WIEGERINCK – Mas, de qualquer forma, ele conseguiu implantar sua proposta porque havia um ambiente social de medo da cólera. Concordo que um de nossos problemas é a desorganização da classe operária, mas isso tem a ver com a falta de liberdade do trabalhador de se organizar como queira, um mecanismo que foi maquiavelicamente implantado por Getúlio Vargas e que continua em vigor.

MÁRIO AMATO – Voltando para o tema educação, acho importante distinguirmos ensino de educação. A educação é dada pela família, pela religião, pelo ambiente social. O resto é uma formação complementar. Tive a oportunidade de ver mais de 250 mil alunos matriculados no Sesi (Serviço Social da Indústria), e verifiquei que a ética, a moral e os princípios sociais básicos aprendidos na primeira infância são os que perduram para sempre.

WIEGERINCK – Concordo com essa distinção e vou além, pois acho que toda a educação do ser humano se realiza em três níveis: educação, ensino e treinamento.
Em relação à deterioração moral, creio que ela exista, mas não que seja exclusividade brasileira. Ao mesmo tempo, a miséria interior não é monopólio das classes menos privilegiadas. José Ortega y Gasset diz que fazem parte da elite aqueles que exigem mais de si do que dos outros, mas nossas elites fazem exatamente o contrário.

CECÍLIA PRADA – Gostaria de retomar a parte inicial de sua exposição, da qual discordo em alguns pontos. Em primeiro lugar, o senhor afirmou que as desigualdades são naturais e que devem ser tomadas como tal. Evidentemente um porteiro de uma universidade não vai poder ganhar tanto como um professor universitário. Podemos dizer que essa é uma desigualdade, digamos, natural, sem questionar por que cada um deles se tornou o que é. No entanto, se formos objetivos, também existem na realidade brasileira outras desigualdades, como no caso da mulher. Por que a mulher chega a ganhar apenas um terço do que o homem ao exercer a mesma função numa empresa ou instituição? Há também as desigualdades e injustiças relacionadas a idade, raça, etnia. Se fizermos um estudo objetivo, vamos verificar que ainda vivemos uma total falta de democracia racial.

Dados armazenados:
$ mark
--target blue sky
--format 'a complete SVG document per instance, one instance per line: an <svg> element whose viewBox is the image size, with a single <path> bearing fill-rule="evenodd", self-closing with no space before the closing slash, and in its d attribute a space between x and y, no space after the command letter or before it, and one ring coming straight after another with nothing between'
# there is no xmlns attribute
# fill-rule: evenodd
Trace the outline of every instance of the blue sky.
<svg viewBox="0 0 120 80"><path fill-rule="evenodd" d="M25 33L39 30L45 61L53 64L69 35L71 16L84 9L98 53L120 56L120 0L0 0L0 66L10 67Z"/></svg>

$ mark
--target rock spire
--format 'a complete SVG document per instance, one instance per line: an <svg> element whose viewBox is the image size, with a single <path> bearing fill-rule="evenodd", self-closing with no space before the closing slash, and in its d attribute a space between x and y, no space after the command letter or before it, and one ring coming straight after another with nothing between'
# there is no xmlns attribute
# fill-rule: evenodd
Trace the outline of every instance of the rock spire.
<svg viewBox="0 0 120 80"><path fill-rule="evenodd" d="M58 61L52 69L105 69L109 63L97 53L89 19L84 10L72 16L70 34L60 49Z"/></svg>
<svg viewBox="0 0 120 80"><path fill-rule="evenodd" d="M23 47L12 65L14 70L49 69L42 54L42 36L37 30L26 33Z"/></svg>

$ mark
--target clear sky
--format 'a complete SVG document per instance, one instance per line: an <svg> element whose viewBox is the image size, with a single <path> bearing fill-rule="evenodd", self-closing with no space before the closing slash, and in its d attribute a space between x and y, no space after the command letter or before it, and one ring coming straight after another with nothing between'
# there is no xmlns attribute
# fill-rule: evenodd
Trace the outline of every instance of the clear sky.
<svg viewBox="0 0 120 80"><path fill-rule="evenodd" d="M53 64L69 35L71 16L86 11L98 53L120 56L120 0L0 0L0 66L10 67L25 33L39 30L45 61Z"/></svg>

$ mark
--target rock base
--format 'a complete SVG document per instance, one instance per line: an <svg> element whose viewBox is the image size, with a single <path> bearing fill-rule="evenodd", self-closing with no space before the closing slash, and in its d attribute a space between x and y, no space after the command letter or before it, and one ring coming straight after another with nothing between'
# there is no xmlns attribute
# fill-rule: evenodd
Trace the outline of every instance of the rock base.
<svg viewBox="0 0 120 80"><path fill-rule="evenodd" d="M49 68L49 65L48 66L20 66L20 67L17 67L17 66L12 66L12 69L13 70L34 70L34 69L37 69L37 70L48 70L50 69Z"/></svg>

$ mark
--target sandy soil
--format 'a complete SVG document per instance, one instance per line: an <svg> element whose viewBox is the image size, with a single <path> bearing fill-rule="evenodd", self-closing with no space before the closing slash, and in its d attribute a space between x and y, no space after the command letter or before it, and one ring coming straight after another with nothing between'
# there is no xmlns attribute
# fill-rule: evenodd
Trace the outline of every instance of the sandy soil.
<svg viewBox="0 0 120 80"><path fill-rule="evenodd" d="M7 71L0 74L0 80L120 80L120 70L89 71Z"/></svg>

▶ _Tarefas propostas_:
a - Liste os nomes de todos os participantes que tomam a palavra no debate sobre educação e desigualdades.
b - Redija a continuação do debate sobre educação e desigualdades a partir da última fala apresentada.

▶ _Resultados_:
a - Wiegerinck, Mário Amato, Cecília Prada

b -
Aproveito para comentar a observação de Chacon. O senhor afirmou que já teríamos uma certa democracia no ensino fundamental. Será mesmo? Segundo as teorias pedagógicas, é na infância que se lançam os dados de toda a personalidade da pessoa. Será que podemos comparar a pré-escola, por exemplo, da minha neta de 4 anos, que inclui aula de inglês, desenho, pintura, festinhas, assessoramento psicológico, com a realidade da maioria das crianças que não podem nem chegar à escola pública?

IRANY NOVAH MORAES – Todo mundo diz que a escola pública é uma porcaria e a particular é formidável. Não acredito que a pública tenha piorado em tudo e que a particular tenha melhorado. Fui diretor do serviço de saúde da Universidade de São Paulo e fiz um levantamento de todos os ingressantes durante quatro anos. Foram 6,5 mil alunos, e 50% deles tinham pais analfabetos ou com educação apenas primária.

FÉLIX SAVÉRIO MAJORANA – Gostaria de retomar o comentário sobre a cólera. O senhor acha que a exagerada insegurança em que vivemos hoje é comparável ao medo da cólera no passado? Uma segunda pergunta: a justiça comutativa não exigiria que alguém abrisse mão de um pouco do que tem para que outro pudesse tê-lo? O senhor falou em igualdade, liberdade. Estaria apontando para uma nova Revolução Francesa?

WIEGERINCK – Em primeiro lugar, creio que nossa insegurança institucional possa, sim, provocar num futuro próximo o mesmo efeito que teve a cólera no passado. Claro que a origem dos problemas é bem diferente, mas a violência pode acarretar mudanças.
Quero esclarecer que não sou a favor de nenhum tipo de revolução. Creio que nenhuma delas resolveu realmente problemas, apenas criou outros. O que nos falta é alterar nossa mentalidade e evoluir com vistas a abrir possibilidades de transferência de poder. O Brasil se desenvolveu, o bolo cresceu, mas a classe média não surgiu. Na próxima fase de desenvolvimento, precisamos nos organizar para produzir mais e distribuir os frutos dessa produção de maneira menos desigual.